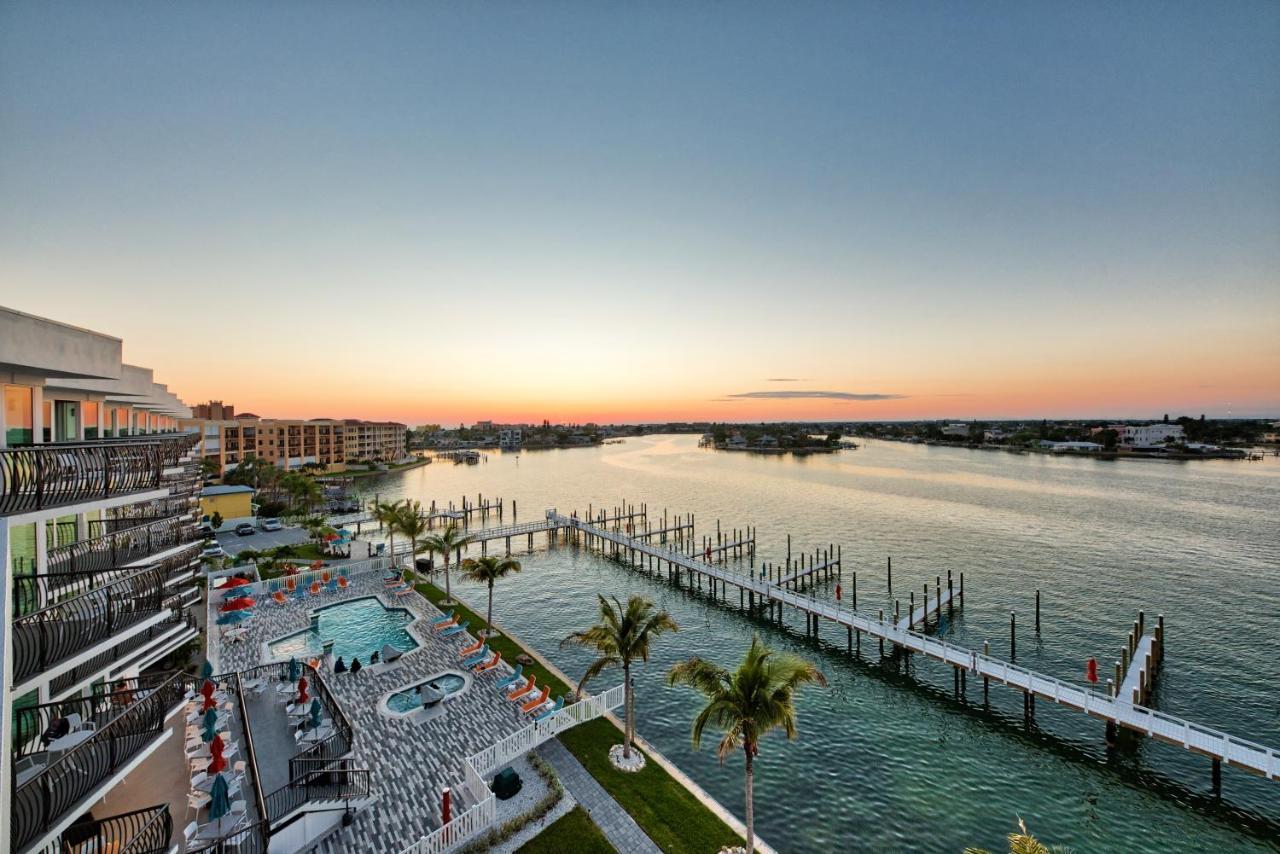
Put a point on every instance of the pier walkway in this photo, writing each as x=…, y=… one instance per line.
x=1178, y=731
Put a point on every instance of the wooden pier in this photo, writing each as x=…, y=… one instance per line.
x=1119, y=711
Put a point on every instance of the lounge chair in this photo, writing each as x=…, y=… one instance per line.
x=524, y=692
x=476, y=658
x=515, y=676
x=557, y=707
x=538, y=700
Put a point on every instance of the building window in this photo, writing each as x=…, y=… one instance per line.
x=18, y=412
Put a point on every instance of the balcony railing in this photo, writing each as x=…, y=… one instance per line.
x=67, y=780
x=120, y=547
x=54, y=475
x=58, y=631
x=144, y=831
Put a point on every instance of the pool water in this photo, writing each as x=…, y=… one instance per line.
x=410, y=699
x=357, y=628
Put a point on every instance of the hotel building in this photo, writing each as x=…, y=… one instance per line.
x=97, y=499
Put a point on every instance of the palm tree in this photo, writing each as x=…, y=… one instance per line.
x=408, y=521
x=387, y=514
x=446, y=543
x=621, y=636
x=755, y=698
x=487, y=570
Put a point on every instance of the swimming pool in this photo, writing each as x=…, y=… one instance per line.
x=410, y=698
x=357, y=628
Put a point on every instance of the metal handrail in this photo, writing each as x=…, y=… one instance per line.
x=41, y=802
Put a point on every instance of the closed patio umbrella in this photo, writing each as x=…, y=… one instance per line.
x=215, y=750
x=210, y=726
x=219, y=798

################

* [Exercise requirements] Reproduce the listing above exactly, but skip the pictures.

* [Response to this exercise]
Put a point on every instance of the pier walkway in this photo, writing each as x=…, y=… one instance per line.
x=1178, y=731
Put a point on every instance of the wooden pier in this photo, writing each as x=…, y=… one instance per line.
x=1119, y=711
Put a point on every instance of the lounge chair in this photo, writing each as x=…, y=… one instance per line.
x=524, y=692
x=476, y=658
x=515, y=676
x=557, y=707
x=538, y=700
Put a point on every instance of the building window in this photo, writing each as x=…, y=… one instance per line.
x=18, y=412
Put a point on every instance of the balcony railing in this photo, writing each as x=…, y=… one instance per line.
x=67, y=780
x=120, y=547
x=54, y=475
x=58, y=631
x=144, y=831
Put a point on every instance of the pool water in this photo, writing each as x=…, y=… one instance per line.
x=410, y=699
x=357, y=628
Put a point on every instance of the hotel building in this photo, writing each as x=…, y=… one instance per line.
x=97, y=499
Put a point on every instance of the palm tree in this photo, writing each as x=…, y=… one instance per line.
x=408, y=521
x=387, y=514
x=446, y=543
x=621, y=636
x=755, y=698
x=487, y=570
Put a point on every instance of the swimming pool in this photo, writing each as x=…, y=… one instance per line.
x=410, y=698
x=357, y=628
Put a point on every instance of the metal handrail in this photo, writing each as x=…, y=… one instance per line.
x=41, y=802
Put a point on every instance of the closed patio umbrella in this photo, writing each as x=…, y=… one instance per line.
x=215, y=750
x=210, y=726
x=219, y=798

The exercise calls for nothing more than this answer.